= WORK INSTRUCTIONS =
From the Ranger Raptor drive-mode text below, set down everything from "Sport sees the" down to "the straight-ahead position.", copied word for word.

= TEXT BLOCK =
= = = = = = =

So, which drive mode should I use and why?
Whether you’re driving on- or off-road the Ranger Raptor offers a drive mode to enhance the experience.

“Understanding what drive mode to use when, means both novice and experienced off-road drivers will get the most from the Raptor. Most drivers will likely just use Normal mode when they’re off-road, but we put a lot of effort into ensuring the drive modes enhance Raptor’s performance, and we’d encourage all drivers to use them on their next off-road adventure.”

Normal is the drive mode the Raptor defaults to and is best suited to everyday driving whether you’re on- or off-road. “This mode can be used on- and off-road and in either two-wheel or four-wheel drive,” said Rob Hugo. “If you’re turning off the bitumen and onto a dirt track, then Normal in four-wheel drive high-range would be my recommendation,” added Capicchiano.

Sport sees the Raptor’s throttle response become sharper while the transmission will hold onto gears a little longer than Normal. The steering also becomes a little heavier in the straight-ahead position.

“Besides making the Raptor feel even sportier, we’d recommend anyone towing with their Raptor to use Sport mode when they’re driving up or down hills as the truck will hold onto gears for longer and reduce unnecessary gear changes,” Capicchiano said.

Grass/Gravel/Snow is intended for use on slippery surfaces, but isn’t intended for general off-road driving, said Rob Hugo. “This mode is more for an on-road driving situation where conditions are slippery – for example – driving on the ice-covered roads leading up to Mount Hotham (a well-known ski resort in Victoria, Australia),” Hugo said.

“This mode prompts you to put your vehicle in four-wheel drive high-range, it reduces the throttle response to stop you from over-accelerating on a slippery road and optimises gear shifts for slippery surfaces, like starting you off in second-gear rather than first gear,” Capicchiano said.

Mud/Sand is intended to be used in deep soft sand or mud where you need to maintain power delivery and momentum. When selecting this mode, the Raptor will prompt you to select four-wheel drive while the throttle sensitivity is softened, and the transmission will hold onto gears for longer. Other changes to support maintaining momentum are a desensitising of the brake and engine traction controls, while stability control allows for greater slip angles.

= = = = = = =

= RECORD EXTRACTS =
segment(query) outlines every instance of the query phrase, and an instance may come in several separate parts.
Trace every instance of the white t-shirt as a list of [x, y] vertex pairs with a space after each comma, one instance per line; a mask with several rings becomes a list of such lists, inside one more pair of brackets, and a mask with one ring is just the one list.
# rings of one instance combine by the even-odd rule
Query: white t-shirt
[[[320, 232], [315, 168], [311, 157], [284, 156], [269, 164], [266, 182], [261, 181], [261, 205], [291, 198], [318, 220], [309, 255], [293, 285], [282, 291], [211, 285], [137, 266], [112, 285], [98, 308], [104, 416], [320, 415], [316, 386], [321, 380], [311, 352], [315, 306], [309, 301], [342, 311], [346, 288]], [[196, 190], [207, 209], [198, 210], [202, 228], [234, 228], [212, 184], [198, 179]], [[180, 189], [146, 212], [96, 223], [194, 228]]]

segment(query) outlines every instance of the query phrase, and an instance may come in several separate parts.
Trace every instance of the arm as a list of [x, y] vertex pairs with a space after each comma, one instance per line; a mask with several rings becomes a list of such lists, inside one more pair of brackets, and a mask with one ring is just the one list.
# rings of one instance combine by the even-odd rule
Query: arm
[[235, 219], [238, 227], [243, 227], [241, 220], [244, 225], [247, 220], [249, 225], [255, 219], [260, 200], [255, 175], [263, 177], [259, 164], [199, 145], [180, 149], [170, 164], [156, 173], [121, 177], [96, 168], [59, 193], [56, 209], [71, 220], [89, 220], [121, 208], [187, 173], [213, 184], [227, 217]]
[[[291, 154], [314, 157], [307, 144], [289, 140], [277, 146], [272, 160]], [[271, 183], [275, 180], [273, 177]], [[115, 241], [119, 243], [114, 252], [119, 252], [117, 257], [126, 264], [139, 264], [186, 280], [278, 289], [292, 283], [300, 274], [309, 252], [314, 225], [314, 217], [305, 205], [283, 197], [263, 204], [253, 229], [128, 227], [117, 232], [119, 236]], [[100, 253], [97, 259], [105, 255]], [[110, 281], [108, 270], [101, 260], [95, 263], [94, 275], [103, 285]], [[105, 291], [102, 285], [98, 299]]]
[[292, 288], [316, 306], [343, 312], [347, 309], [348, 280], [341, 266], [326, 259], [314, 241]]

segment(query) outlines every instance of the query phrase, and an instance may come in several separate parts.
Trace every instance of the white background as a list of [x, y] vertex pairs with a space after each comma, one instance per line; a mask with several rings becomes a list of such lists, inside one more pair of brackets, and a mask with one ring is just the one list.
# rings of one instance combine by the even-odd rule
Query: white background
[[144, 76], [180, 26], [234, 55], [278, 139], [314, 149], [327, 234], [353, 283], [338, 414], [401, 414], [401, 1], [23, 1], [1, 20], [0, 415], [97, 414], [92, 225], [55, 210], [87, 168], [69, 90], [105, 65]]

= = = = = = =

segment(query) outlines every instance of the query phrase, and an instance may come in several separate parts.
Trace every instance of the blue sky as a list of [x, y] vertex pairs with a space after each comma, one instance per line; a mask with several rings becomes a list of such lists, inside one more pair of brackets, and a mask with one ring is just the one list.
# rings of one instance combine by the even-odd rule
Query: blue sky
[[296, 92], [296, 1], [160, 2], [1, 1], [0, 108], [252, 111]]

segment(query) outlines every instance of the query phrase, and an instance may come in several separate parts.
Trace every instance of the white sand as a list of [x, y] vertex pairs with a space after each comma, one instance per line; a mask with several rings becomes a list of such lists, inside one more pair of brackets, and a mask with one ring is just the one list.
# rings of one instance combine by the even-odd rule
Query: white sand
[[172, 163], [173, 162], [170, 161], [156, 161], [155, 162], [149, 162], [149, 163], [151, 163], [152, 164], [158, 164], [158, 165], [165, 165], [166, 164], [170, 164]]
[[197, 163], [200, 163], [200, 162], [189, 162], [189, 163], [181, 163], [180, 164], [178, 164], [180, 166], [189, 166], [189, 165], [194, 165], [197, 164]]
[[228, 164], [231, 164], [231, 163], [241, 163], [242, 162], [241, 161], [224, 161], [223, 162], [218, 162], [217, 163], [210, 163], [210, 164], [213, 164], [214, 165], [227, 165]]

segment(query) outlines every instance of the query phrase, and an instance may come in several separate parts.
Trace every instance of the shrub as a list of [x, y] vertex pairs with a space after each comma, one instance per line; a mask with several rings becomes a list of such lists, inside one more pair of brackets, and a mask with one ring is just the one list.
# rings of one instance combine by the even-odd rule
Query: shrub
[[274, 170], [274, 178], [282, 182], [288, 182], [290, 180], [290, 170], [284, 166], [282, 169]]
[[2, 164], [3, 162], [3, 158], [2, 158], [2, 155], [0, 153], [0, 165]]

= = = = = = =

= SOLVED PROBLEM =
Sport sees the Raptor’s throttle response become sharper while the transmission will hold onto gears a little longer than Normal. The steering also becomes a little heavier in the straight-ahead position.